(EXCERPTED PASSAGE):
********

It's often useful to have a range or sequence table that gives you a source of large runs of contiguous sequential numbers, like this one covering the range -100,000–+100,000.
drop table dbo.range
go
create table dbo.range
(
id int not null primary key clustered ,
)
go
set nocount on
go
declare @i int = -100000
while ( @i <= +100000 )
begin
if ( @i > 0 and @i % 1000 = 0 ) print convert(varchar,@i) + ' rows'
insert dbo.range values ( @i )
set @i = @i + 1
end
go
set nocount off
go
Once you have such a table, you can do something like this:
select character = substring( t.some_column , r.id , 1 ) ,
frequency = count(*)
from dbo.some_table t
join dbo.range r on r.id between 1 and len( t.some_column )
group by substring( t.some_column , r.id , 1 )
order by 1
If you want to ensure case-insensitivity, just mix in the desired upper()
or lower()
:
select character = upper( substring( t.some_column , r.id , 1 ) ) ,
frequency = count(*)

********

(RAW DATA):
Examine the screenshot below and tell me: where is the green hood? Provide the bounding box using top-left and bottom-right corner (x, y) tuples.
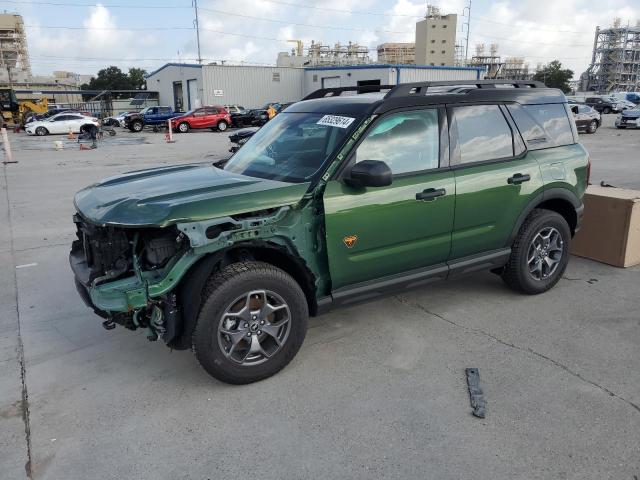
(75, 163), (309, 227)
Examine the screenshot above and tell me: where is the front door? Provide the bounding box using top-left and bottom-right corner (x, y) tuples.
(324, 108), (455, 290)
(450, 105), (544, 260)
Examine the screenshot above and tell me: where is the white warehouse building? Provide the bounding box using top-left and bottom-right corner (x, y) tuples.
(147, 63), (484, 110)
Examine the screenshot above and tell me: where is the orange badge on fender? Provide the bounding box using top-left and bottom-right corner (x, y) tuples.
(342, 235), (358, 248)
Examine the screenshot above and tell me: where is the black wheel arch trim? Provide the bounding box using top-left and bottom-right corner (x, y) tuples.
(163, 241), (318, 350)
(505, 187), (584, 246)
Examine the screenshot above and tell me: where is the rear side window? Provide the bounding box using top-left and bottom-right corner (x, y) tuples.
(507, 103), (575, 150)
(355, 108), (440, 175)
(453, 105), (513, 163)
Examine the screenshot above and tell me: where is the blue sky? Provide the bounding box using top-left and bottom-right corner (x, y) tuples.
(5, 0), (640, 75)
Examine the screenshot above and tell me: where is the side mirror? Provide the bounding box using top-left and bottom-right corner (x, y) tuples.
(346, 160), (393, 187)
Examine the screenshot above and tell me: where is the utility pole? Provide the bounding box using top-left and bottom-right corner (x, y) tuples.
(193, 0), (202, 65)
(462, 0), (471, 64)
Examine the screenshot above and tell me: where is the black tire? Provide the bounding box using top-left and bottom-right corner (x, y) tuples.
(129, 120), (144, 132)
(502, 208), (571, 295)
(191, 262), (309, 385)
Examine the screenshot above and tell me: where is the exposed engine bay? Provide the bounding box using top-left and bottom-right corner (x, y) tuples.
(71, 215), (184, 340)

********

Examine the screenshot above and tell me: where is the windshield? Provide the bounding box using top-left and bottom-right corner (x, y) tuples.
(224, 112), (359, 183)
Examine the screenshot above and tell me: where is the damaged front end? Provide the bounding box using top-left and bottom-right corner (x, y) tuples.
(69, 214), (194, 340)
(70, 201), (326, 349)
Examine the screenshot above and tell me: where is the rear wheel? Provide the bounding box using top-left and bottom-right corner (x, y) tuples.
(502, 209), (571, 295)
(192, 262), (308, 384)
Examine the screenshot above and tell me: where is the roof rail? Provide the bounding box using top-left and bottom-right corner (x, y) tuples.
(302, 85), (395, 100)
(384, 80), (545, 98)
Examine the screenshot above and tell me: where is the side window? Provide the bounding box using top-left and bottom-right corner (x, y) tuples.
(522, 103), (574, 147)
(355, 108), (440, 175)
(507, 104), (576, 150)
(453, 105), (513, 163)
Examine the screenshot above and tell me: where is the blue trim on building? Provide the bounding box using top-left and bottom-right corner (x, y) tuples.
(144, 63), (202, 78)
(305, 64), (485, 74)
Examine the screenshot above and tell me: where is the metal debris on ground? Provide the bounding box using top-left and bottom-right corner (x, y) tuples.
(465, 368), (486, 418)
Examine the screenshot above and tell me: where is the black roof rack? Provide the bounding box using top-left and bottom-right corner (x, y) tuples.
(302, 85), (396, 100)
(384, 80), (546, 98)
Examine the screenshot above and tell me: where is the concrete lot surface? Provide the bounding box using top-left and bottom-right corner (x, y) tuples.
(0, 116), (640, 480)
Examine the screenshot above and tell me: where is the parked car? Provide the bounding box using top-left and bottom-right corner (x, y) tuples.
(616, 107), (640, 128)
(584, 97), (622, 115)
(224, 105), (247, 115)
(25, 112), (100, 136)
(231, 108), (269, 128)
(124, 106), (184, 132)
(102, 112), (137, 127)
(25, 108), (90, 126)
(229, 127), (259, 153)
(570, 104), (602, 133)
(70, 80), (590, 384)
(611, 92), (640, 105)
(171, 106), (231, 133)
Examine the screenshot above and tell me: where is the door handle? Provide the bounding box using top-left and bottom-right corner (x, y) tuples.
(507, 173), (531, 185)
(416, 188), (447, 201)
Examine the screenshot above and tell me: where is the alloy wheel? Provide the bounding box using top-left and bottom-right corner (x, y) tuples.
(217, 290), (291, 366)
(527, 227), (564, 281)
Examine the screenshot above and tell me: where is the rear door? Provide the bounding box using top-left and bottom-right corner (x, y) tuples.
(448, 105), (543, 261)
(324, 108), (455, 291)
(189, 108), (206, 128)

********

(STATED GOAL A):
Using the range-table passage, decide whether each statement is true. Answer yes or no for each, and quote the passage's deciding words.
(i) The table holds numbers from -100,000 to +100,000.
(ii) The id column is declared as a clustered primary key.
(iii) The loop prints a progress message every 500 rows.
(STATED GOAL B): Name every SQL function that appears in the range-table passage.
(STATED GOAL C): Resume the range-table passage by finishing the query that was left incomplete.
None of the items are needed for this work.

(OUTPUT A):
(i) Yes: "covering the range -100,000–+100,000"
(ii) Yes: "id int not null primary key clustered"
(iii) No: "@i % 1000 = 0"

(OUTPUT B): convert, substring, count, len, upper, lower

(OUTPUT C):
from dbo.some_table t
join dbo.range r on r.id between 1 and len( t.some_column )
group by upper( substring( t.some_column , r.id , 1 ) )
order by 1
Given your sample data:
create table dbo.some_table
(
some_column varchar(50) not null
)
go
insert dbo.some_table values ( 'Elias' )
insert dbo.some_table values ( 'Sails' )
insert dbo.some_table values ( 'Pails' )
insert dbo.some_table values ( 'Plane' )
insert dbo.some_table values ( 'Games' )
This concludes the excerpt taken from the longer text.